Statistics (Statewide)

Mississippi residents are among the nearly 750,000 households who have been displaced from the Gulf Coast in the aftermath of Hurricane Katrina. Current estimates show that of the 47,000 Mississippi residents, who fled their communities in the wake of Hurricane Katrina, only 27,000 have returned to rebuild their homes in communities that have not fully recovered one year after the storm. There are more than 101,000 Mississippi residents living in temporary FEMA trailers. According to the American Red Cross, 47 counties in Mississippi sustained hurricane damage to single family houses, apartments, and mobile homes, but the majority of the damage occurred in the coastal counties of Hancock, Harrison and Jackson, where more than 64,000 homes were completely destroyed and over 70,000 homes damaged. As a consequence, each of the Mississippi coastal counties have experienced a significant population decline, while counties located further inland now have an influx of displaced residents.

(Monique Harden, "HUMAN RIGHTS AND MISSISSIPPI’S DISPLACED RESIDENTS," in Envisioning a Better Mississippi: Hurricane Katrina and Mississippi -- One Year Later.)

Go here to download full report.

State Farm Insurance Scam

Hundreds of homeowners on Mississippi's Gulf Coast have sued their insurance companies for refusing to pay for millions of dollars of damage from Katrina. A judge who presided over the first Katrina insurance trial ruled this month that Nationwide Mutual Insurance Co. must pay for damage caused by wind but not from flooding, including storm surges. . . .

The Rigsby sisters were both eight-year employees of E.A. Renfroe, a firm that helps State Farm and other insurers adjust disaster claims. Although they weren't State Farm employees, the company issued them computers and business cards that identified them as State Farm representatives. They also had confidentiality agreements with State Farm.

"We have always been proud to work with State Farm," Cori Rigsby said.

The sisters say that pride faded, however, as they began to suspect the company was pressuring engineers to alter their conclusions about storm damage so claims could be denied.

Kerri Rigsby says her suspicions grew in November after finding a handwritten note attached to an engineer's report that read: "Put in Wind file -- DO NOT pay bill. DO NOT discuss."

She said the engineer's report, dated Oct. 12, concluded that Katrina's wind caused most of the damage to a Biloxi policyholder's home. That should have been good news for the policyholder, she noted, since State Farm's policies cover damage from wind but not water.

But when Kerri Rigsby pulled the policyholder's file, she said she found a subsequent report based on a second inspection of the home Oct. 18. This time, the same engineering firm concluded that water caused most of the damage, according to the report, which the AP reviewed.

"The policyholder did not get a copy of the one that said wind," said Kerri, 35. "He should have gotten lots more money."

(AP)

Statistics (Biloxi)

Listen to the numbers cited by city officials, and one gets the impression that Biloxi is roaring back:

  • In the first quarter of 2006, the city’s three newly reopened casinos took in revenues equa to 70 percent of the total revenues of all nine casinos operating pre-Katrina.

RECORDS PROVIDED
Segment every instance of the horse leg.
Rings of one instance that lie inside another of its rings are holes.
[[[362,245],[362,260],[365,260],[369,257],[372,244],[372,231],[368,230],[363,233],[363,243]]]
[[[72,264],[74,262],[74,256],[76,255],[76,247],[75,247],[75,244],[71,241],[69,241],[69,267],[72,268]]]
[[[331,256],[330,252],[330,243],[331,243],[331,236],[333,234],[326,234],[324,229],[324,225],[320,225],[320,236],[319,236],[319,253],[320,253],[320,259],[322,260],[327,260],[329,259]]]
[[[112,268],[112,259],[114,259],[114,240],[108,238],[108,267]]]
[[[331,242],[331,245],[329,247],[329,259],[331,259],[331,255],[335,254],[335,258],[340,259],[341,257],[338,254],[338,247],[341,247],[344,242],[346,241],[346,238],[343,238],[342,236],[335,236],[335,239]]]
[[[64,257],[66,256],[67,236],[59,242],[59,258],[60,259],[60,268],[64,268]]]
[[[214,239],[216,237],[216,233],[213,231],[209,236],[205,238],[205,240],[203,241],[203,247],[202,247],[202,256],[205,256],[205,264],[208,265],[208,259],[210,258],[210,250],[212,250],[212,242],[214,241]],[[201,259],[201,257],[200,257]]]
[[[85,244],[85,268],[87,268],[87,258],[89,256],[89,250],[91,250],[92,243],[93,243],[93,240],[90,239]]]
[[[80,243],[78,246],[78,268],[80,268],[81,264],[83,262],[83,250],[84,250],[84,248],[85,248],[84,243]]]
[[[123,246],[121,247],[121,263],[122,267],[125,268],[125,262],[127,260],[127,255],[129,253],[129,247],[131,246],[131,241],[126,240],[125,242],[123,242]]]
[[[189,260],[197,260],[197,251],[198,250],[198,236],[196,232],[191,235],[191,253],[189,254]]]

WHAT TO PRODUCE
Please copy, word for word, the part of the Katrina text that opens with the words containing "But when Kerri" and closes with "casinos operating pre-Katrina.". The records stand apart from the Katrina text.

THE SOLUTION
But when Kerri Rigsby pulled the policyholder's file, she said she found a subsequent report based on a second inspection of the home Oct. 18. This time, the same engineering firm concluded that water caused most of the damage, according to the report, which the AP reviewed.

"The policyholder did not get a copy of the one that said wind," said Kerri, 35. "He should have gotten lots more money."

(AP)

Statistics (Biloxi)

Listen to the numbers cited by city officials, and one gets the impression that Biloxi is roaring back:

  • In the first quarter of 2006, the city’s three newly reopened casinos took in revenues equa to 70 percent of the total revenues of all nine casinos operating pre-Katrina.